*THE RECORDS:*
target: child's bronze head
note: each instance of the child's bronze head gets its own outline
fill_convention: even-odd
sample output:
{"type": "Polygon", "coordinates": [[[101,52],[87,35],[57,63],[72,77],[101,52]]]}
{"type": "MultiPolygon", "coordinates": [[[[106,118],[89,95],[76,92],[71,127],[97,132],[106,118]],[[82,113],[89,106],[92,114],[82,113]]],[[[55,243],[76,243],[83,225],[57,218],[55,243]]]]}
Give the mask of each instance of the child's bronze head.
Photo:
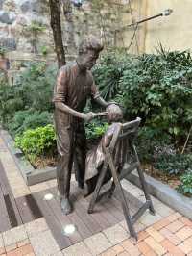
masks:
{"type": "Polygon", "coordinates": [[[123,112],[118,105],[110,104],[107,108],[107,118],[108,123],[120,122],[123,119],[123,112]]]}

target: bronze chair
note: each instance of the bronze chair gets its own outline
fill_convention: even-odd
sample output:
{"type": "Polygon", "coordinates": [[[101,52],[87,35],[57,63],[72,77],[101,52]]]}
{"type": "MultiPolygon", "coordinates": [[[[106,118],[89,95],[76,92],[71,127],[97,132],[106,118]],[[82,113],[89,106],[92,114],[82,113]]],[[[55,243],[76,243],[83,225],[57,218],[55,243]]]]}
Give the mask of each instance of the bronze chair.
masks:
{"type": "MultiPolygon", "coordinates": [[[[137,234],[134,230],[133,224],[137,221],[137,219],[144,214],[144,212],[147,209],[150,210],[151,214],[155,215],[155,209],[154,209],[152,200],[150,198],[150,194],[148,192],[144,174],[140,168],[140,162],[139,162],[136,148],[134,145],[134,140],[137,136],[137,131],[138,131],[140,121],[141,119],[137,117],[133,121],[122,124],[119,130],[116,133],[114,133],[109,146],[105,148],[106,157],[105,157],[103,168],[102,168],[102,171],[100,172],[97,185],[92,194],[92,197],[89,203],[89,208],[88,208],[88,213],[89,214],[93,213],[93,208],[95,206],[95,203],[101,197],[103,197],[103,195],[108,194],[108,197],[112,196],[113,191],[116,188],[120,195],[120,200],[121,200],[124,216],[125,216],[126,222],[130,230],[131,236],[134,237],[135,239],[137,239],[137,234]],[[132,152],[132,163],[129,165],[129,166],[123,168],[121,171],[117,171],[117,168],[115,167],[115,164],[114,164],[113,152],[114,152],[115,145],[121,140],[124,140],[124,141],[128,140],[129,141],[129,148],[127,148],[126,150],[130,150],[132,152]],[[100,190],[103,186],[105,175],[108,168],[111,171],[111,175],[113,178],[112,185],[110,189],[108,190],[106,192],[104,192],[103,194],[99,194],[100,190]],[[146,202],[142,205],[141,208],[139,208],[139,210],[133,216],[131,216],[129,205],[126,200],[126,196],[124,194],[124,191],[123,191],[120,181],[126,176],[128,176],[134,169],[136,169],[138,172],[141,187],[145,194],[146,202]]],[[[128,159],[128,162],[130,160],[128,159]]]]}

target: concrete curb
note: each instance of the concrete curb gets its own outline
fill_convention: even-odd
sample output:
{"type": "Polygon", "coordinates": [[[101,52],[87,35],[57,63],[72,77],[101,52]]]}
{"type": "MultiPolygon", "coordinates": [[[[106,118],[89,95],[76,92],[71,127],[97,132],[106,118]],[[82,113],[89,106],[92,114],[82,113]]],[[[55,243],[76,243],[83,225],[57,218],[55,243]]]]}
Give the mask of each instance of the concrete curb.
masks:
{"type": "Polygon", "coordinates": [[[28,186],[56,178],[56,167],[35,169],[23,152],[14,146],[12,136],[5,130],[1,130],[1,136],[28,186]]]}
{"type": "MultiPolygon", "coordinates": [[[[176,190],[147,174],[145,174],[145,178],[152,195],[192,219],[192,198],[178,193],[176,190]]],[[[141,187],[136,170],[132,171],[127,179],[137,187],[141,187]]]]}

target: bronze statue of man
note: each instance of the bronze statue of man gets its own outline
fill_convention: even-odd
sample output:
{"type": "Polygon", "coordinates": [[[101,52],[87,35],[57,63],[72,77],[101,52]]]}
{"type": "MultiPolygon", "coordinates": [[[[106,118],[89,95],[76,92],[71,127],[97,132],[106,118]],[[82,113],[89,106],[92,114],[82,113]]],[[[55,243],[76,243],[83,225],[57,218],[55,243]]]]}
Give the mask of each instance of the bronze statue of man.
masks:
{"type": "Polygon", "coordinates": [[[84,185],[86,138],[84,120],[97,116],[92,112],[83,113],[86,100],[92,97],[105,108],[109,104],[100,96],[90,71],[102,50],[103,45],[97,38],[90,37],[83,40],[76,62],[60,69],[54,90],[54,116],[60,155],[57,181],[61,210],[65,215],[72,211],[69,192],[74,155],[79,187],[84,188],[84,185]]]}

*REQUIRED TASK:*
Reproduce only the lines running from the one with "target: bronze statue of man" through the final line of the listing above, both ends included.

*RESPONSE TO THIS TASK:*
target: bronze statue of man
note: each instance of the bronze statue of man gets its own outline
fill_convention: even-odd
sample output:
{"type": "Polygon", "coordinates": [[[101,52],[87,35],[57,63],[72,77],[101,52]]]}
{"type": "MultiPolygon", "coordinates": [[[[106,118],[89,95],[76,92],[71,127],[97,132],[106,118]],[[82,113],[89,106],[92,114],[82,113]]],[[[55,243],[76,243],[83,225],[57,218],[55,243]]]]}
Give the mask of each instance of the bronze statue of man.
masks:
{"type": "Polygon", "coordinates": [[[84,185],[86,138],[84,120],[97,116],[92,112],[83,113],[86,100],[92,97],[105,108],[109,104],[100,96],[90,71],[102,50],[103,45],[97,38],[90,37],[83,40],[76,62],[60,69],[54,90],[54,116],[60,155],[57,181],[61,210],[65,215],[72,211],[69,192],[74,155],[79,187],[84,188],[84,185]]]}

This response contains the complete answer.